Read the data and repeat it in full, exactly.

[Start]

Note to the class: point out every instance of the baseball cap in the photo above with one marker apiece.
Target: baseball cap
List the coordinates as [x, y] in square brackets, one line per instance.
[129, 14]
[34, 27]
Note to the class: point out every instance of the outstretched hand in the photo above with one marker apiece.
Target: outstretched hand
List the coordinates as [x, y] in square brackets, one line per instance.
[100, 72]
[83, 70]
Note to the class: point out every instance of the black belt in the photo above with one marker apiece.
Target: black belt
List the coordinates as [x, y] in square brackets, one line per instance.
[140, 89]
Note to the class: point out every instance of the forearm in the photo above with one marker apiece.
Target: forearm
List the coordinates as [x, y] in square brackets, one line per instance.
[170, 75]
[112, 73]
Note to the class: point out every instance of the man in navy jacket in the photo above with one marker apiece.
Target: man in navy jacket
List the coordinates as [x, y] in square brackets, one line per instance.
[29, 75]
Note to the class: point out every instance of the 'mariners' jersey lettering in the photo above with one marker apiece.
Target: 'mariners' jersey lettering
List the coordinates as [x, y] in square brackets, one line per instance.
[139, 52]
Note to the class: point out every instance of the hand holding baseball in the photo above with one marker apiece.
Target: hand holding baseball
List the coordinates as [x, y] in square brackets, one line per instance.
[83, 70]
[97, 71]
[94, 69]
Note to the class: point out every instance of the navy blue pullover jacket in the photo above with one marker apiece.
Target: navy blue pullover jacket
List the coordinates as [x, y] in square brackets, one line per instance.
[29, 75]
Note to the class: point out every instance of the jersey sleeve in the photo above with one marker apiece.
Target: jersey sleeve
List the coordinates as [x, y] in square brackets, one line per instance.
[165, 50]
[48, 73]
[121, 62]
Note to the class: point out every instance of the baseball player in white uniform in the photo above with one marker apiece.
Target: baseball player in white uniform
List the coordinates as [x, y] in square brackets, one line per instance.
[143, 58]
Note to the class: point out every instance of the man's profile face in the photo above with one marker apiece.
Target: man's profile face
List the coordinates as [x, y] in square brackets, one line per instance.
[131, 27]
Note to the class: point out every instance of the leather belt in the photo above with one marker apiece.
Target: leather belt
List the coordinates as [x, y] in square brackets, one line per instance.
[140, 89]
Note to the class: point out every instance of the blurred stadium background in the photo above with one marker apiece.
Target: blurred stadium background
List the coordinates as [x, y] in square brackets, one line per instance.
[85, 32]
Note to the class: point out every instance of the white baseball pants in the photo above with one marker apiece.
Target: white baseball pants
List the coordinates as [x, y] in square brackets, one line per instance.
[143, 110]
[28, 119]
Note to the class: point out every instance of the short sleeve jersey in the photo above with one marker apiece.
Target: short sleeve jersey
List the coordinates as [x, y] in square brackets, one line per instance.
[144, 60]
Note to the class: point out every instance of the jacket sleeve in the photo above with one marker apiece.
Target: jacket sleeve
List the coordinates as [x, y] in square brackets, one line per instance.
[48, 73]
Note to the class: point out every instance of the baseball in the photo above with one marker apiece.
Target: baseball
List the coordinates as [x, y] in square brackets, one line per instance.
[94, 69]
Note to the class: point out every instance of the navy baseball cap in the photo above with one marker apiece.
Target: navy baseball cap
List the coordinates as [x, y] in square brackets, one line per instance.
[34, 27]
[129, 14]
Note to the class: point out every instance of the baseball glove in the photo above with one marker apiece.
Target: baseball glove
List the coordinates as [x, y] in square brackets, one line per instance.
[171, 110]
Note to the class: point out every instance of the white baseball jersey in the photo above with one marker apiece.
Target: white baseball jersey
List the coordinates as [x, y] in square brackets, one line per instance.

[End]

### EXERCISE RESPONSE
Note to the class: point out every instance of the baseball cap in the photo above with one marker apiece.
Target: baseball cap
List the coordinates as [x, y] in square brackets, one line per instance.
[129, 14]
[34, 27]
Note to the class: point out every instance of the outstretched hand in the photo above with one marker apiece.
Target: outstretched hand
List the coordinates as [x, y] in square brackets, one line per instance.
[100, 72]
[83, 70]
Note to the class: point out every instance of the black belt in the photo above with one marker apiece.
Target: black belt
List the coordinates as [x, y] in square brackets, one line per instance.
[140, 89]
Note to the class: point out every instance of the forearm in the photo above with one marker apiece.
Target: forearm
List the coordinates as [x, y] in square brackets, one line per instance.
[170, 75]
[112, 73]
Note to the class: point out every instance of the man in navy jacket in the photo above with one marker apiece.
Target: man in navy jacket
List the coordinates as [x, y] in square brackets, one line per instance.
[29, 75]
Note to the class: point out every instance of the 'mariners' jersey lettering in the photo above with one marker apiece.
Target: 'mariners' jersey lettering
List the coordinates as [x, y] in square brackets, one line per instance.
[139, 52]
Note to the class: point out every instance of the hand holding baseball in the photo above with one marker apiece.
Target: hand holding baseball
List the coordinates as [x, y] in square brackets, one line per instance.
[83, 70]
[97, 71]
[94, 69]
Note to the class: point out every instance of the navy blue pullover jacket in the photo above with one marker apiece.
Target: navy blue pullover jacket
List the coordinates as [x, y] in square brackets, one line per instance.
[29, 75]
Note to the class: point out every instance of the jersey sleeve in the photo above with one marker apiece.
Target: jersey sleeve
List the coordinates as [x, y] in square brackets, one line per instance.
[165, 50]
[48, 73]
[121, 62]
Note to the class: point out every instance of the baseball player in white uniform in the photo above with one marker apiece.
Target: baseball player in white uniform
List the coordinates as [x, y] in square brackets, one line per instance.
[143, 58]
Note to the class: point out every instance of the man's profile face in the photo above with one marker apiece.
Target: man's profile face
List the coordinates as [x, y] in square brackets, one line per instance.
[131, 27]
Note to the class: point out every instance of the leather belt in the photo above with one marker apiece.
Target: leather belt
List the coordinates as [x, y] in square brackets, one line per instance.
[140, 89]
Note to the class: point out every instance of the blurred stadium background in the photo above with one marker apiece.
Target: blurred stadium background
List the coordinates as [x, y] in square brackets, one line per instance.
[85, 32]
Note to the class: point out every instance of the white baseball pants in the photo above with one marker apiece.
Target: white baseball pants
List the coordinates as [x, y] in square brackets, one line per instance.
[143, 110]
[28, 119]
Note to the class: point out every instance of the short sleeve jersey in the photo above with one marker apiece.
Target: short sleeve jersey
List the coordinates as [x, y] in square brackets, one line per instance.
[144, 60]
Note to the class: point out every instance of the jacket sleeve in the photo above with one marker apiece.
Target: jacket sleeve
List the coordinates as [x, y] in square brackets, one line per instance.
[48, 73]
Note to the class: point out every instance of the baseball in the photo above with one marker apiece.
Target: baseball
List the coordinates as [x, y] in square brackets, one line per instance.
[94, 69]
Note to the class: point out every instance of the navy baseball cap in the photo above with one marker apiece.
Target: navy baseball cap
List the coordinates as [x, y] in square brackets, one line per instance.
[34, 27]
[129, 14]
Note to the class: point out every instance of the baseball glove in the photo above with one marker apiece.
Target: baseball glove
List the coordinates as [x, y] in square brackets, one line per instance.
[171, 110]
Note to the class: point out every instance of the white baseball jersey in the photo above with one marker apiece.
Target: white baseball jersey
List the coordinates as [x, y] in square brackets, one line per instance.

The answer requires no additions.